### EXERCISE INSTRUCTIONS
All lines of the following material must be written out exactly as they appear.

%%

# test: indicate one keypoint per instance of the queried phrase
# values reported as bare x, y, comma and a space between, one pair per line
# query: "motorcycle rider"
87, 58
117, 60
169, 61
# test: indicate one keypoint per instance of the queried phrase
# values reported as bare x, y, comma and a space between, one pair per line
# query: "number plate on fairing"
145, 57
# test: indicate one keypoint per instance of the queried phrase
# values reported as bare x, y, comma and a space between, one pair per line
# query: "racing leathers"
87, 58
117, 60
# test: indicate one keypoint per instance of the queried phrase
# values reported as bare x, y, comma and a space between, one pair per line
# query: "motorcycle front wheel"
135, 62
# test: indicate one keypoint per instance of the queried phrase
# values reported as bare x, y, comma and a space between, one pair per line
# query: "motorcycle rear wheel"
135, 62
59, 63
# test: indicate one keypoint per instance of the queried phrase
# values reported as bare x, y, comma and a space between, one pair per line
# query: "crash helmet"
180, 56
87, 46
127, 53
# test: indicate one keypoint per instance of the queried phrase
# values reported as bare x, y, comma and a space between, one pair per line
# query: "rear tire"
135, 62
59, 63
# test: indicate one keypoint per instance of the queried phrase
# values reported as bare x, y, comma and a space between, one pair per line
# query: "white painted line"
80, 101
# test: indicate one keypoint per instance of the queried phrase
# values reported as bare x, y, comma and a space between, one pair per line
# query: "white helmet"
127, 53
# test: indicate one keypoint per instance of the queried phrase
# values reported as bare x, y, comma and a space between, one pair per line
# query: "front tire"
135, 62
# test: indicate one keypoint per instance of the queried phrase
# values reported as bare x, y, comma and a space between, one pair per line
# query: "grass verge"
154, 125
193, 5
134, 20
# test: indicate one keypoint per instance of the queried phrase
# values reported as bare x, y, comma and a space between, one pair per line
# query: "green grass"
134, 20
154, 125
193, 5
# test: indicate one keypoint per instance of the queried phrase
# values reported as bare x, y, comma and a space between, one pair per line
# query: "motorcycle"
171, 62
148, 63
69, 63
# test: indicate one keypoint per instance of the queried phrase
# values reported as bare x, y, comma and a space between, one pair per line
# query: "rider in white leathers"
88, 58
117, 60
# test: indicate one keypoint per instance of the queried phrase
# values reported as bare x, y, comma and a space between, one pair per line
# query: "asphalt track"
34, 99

%%

### OUTPUT FOR THIS EXERCISE
# test: indicate one keypoint per instance of the queried phrase
# values reported as bare x, y, comma and a space between, one pair per line
# query: "motorcycle rider"
87, 58
117, 60
169, 61
# test: indicate one keypoint per instance of the queried phrase
# values reported as bare x, y, comma and a space between, one pair per line
# query: "number plate on fairing"
145, 57
# test: indicate one keypoint per instance of the queried phrase
# values reported as bare x, y, comma and a space between, one pair per line
# query: "racing leathers"
87, 58
117, 60
# test: indicate one keypoint per instance of the queried phrase
# values reported as bare x, y, comma and a space between, one pair per line
# query: "motorcycle front wheel"
135, 62
# test: indicate one keypoint per instance of the queried phrase
# values reported as bare x, y, comma and a space between, one pair per line
# query: "motorcycle rear wheel"
135, 62
59, 63
# test: indicate one keypoint per instance of the queried phrase
# values reported as bare x, y, comma and a space between, one pair per line
# query: "crash helmet"
180, 56
87, 46
127, 53
# test: indicate one keypoint per instance of the queried phrase
# values reported as bare x, y, comma and a space between, one pair per line
# query: "rear tire"
135, 62
59, 63
# test: indicate one keypoint per instance of the queried phrase
# values reported as bare x, y, comma and a space between, one pair per line
# query: "white painted line"
80, 101
# test: indicate one keypoint per instance of the queried phrase
# values reported as bare x, y, comma and a space between, one pair per line
# query: "white helmet"
127, 53
# test: indicate one keypoint per instance of the queried phrase
# values reported as bare x, y, comma and a space between, one pair per line
# query: "front tire"
135, 62
# test: indicate one keypoint per instance of the queried phrase
# values reported as bare x, y, comma and a space between, one pair per line
# query: "grass verge"
154, 125
193, 5
134, 20
# test: indicate one keypoint per instance of the queried phrase
# values reported as bare x, y, comma and a space between, one pair per line
# query: "green grass"
134, 20
154, 125
193, 5
# test: indicate one keypoint per instance of the queried phrase
# values reported as bare x, y, comma and a space between, one pair per line
# query: "motorcycle"
171, 62
148, 63
69, 63
# test: indicate one keypoint per instance of the queried phrase
# values reported as bare x, y, comma and a space between, one pair per line
# query: "rider in white leathers"
88, 58
117, 60
# test: indicate one keypoint per instance of the queried phrase
# values reported as bare x, y, comma and a space between, one pair per line
# query: "asphalt track"
34, 99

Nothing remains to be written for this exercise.